- [To be done]
Could you reproduce each of the records below word for word, leaving every line unchanged?

- [Available data]
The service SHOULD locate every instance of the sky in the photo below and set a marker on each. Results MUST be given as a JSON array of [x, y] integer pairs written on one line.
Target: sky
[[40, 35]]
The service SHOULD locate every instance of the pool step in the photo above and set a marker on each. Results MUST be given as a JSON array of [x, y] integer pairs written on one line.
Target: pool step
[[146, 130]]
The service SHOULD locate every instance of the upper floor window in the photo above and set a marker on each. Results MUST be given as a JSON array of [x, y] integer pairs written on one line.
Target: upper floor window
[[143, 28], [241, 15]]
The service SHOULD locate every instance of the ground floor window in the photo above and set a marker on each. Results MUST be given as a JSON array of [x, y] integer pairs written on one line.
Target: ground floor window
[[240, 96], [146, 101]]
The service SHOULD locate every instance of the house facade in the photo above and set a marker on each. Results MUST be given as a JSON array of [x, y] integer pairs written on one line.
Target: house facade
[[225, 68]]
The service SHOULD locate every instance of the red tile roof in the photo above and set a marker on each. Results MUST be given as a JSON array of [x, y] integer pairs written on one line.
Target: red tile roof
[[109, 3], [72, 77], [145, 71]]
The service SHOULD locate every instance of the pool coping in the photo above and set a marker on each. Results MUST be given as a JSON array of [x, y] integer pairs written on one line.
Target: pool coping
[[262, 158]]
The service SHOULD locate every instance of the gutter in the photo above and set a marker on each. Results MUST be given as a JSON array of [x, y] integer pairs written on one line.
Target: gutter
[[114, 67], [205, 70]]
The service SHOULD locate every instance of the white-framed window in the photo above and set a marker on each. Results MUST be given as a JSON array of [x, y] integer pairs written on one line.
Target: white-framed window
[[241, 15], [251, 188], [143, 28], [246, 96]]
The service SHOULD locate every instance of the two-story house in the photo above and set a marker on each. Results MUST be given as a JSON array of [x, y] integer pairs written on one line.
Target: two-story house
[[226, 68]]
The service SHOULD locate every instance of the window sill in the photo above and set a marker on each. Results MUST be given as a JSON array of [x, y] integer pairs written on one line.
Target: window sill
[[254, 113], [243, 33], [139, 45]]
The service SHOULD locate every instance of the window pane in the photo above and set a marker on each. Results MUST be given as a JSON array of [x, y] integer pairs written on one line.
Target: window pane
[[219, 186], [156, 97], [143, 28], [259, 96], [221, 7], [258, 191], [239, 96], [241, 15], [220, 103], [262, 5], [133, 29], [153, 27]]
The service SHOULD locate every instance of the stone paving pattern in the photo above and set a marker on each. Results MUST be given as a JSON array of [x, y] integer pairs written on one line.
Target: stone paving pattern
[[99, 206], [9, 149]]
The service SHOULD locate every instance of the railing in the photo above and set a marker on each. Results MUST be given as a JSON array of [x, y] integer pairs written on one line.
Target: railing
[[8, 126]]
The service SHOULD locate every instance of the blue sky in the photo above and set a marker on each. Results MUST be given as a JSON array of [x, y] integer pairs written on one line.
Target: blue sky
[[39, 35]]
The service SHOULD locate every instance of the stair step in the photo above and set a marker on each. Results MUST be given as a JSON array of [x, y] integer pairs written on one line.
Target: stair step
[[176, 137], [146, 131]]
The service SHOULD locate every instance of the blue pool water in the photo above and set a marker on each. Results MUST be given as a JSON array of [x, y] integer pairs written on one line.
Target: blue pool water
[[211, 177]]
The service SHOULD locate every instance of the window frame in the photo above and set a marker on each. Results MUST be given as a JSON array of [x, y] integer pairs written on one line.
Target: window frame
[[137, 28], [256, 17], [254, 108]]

- [Correct answer]
The service SHOULD locate every instance of the sky in the photo below and set a marker on each. Results MUST be given as a JSON array of [x, y] integer pairs written on one line.
Target: sky
[[40, 35]]
The service SHOULD locate every instance of the pool step in the photo above and set a marker on each. Results MUST be given as a JSON array of [x, y] integer pairs written on one line.
Target: pool step
[[146, 130]]
The service SHOULD locate every instance of the upper floor window in the photo above and set a marker on each. Results MUST be given as a JSON array of [x, y] integer pairs written on one line.
Target: upper floor window
[[143, 28], [241, 15]]
The service SHOULD locate every instance of the ground floor window in the photo above and set a marker on each. Results MUST be given as a JSON array of [x, y] integer pairs written on one line.
Target: ground floor window
[[240, 96], [146, 101]]
The service SHOULD locate every instance of the house facade in the photo above and set a marker on each. Results MUST be given as a JSON array of [x, y] integer pairs written on one line.
Target: house facade
[[225, 68]]
The service SHOULD locate every instance of the red tile roof in the photo above and set a marker on each. Results MUST be given as a JSON array of [x, y] integer pairs written on one line.
Target: red tile roof
[[109, 3], [72, 77], [145, 71]]
The service SHOULD locate every instance of the pool coping in the photo above and set a marker on each. Results MUST be given as a JSON array of [x, y] integer pairs written on one line.
Target: pool coping
[[262, 158]]
The service SHOULD locate every instance of the gutter in the photo above and set a marker on each. Results MUST be given as a JSON array of [x, y] integer pairs written on one line.
Target: gutter
[[114, 67], [205, 70]]
The service SHOULD locate every instance of the white-framed window in the photo above and set a marker on each. Results MUST be given as a JSON array of [x, y] integer pairs written on one line.
Target: white-framed window
[[241, 15], [251, 188], [143, 28], [246, 96]]
The service SHOULD locate every instance of the two-story house in the photo above and set a marker on each. Results MUST be given as a JSON array of [x, y] integer pairs written on one line.
Target: two-story house
[[226, 68]]
The service SHOULD locate every instance of the window sill in the photo above and set a marker on each. Results MUST be given as a JSON array of [x, y] integer pairs written on one line.
Target: window sill
[[254, 113], [243, 33], [139, 45]]
The service SHOULD locate every instance of the window pane in the photo above and set a marker on each. Results MUST be given as a JSON array of [x, y] integer pairs written on one line.
Target: window pane
[[219, 186], [156, 97], [143, 28], [259, 96], [221, 7], [258, 191], [239, 96], [241, 15], [220, 103], [262, 5], [133, 29], [153, 27]]
The service SHOULD locate every instance of the stone paving pattern in the photo above and set a marker on each. Results MUST be given as a JSON array of [x, y] integer pairs written on one line.
Target: stone paving pattern
[[99, 206], [9, 149]]
The service SHOULD locate every instance of the railing in the photo above and set a marker on each. Results MUST be given as a JSON array of [x, y] integer pairs written on one line.
Target: railing
[[8, 126]]
The service SHOULD locate every instance of the blue sky in the photo above and set a marker on each. Results MUST be given as a JSON array of [x, y] integer pairs written on one line.
Target: blue sky
[[39, 35]]
The service SHOULD locate every instance of the stair step in the photo above and set a marker on each. Results MUST be given as a JSON array of [x, y] integer pairs written on one line.
Target: stair step
[[176, 137], [146, 131]]
The service SHOULD locate every instance of the blue pool water in the photo above and set a marker on each. Results MUST be given as a JSON array of [x, y] integer pairs written on one line.
Target: blue pool water
[[211, 177]]
The service SHOULD locate every instance of the window frame in the photo above and set a marker on each. Results MUST be given as a JSON array of [x, y] integer pairs written on one line.
Target: window frame
[[137, 28], [256, 17], [254, 108]]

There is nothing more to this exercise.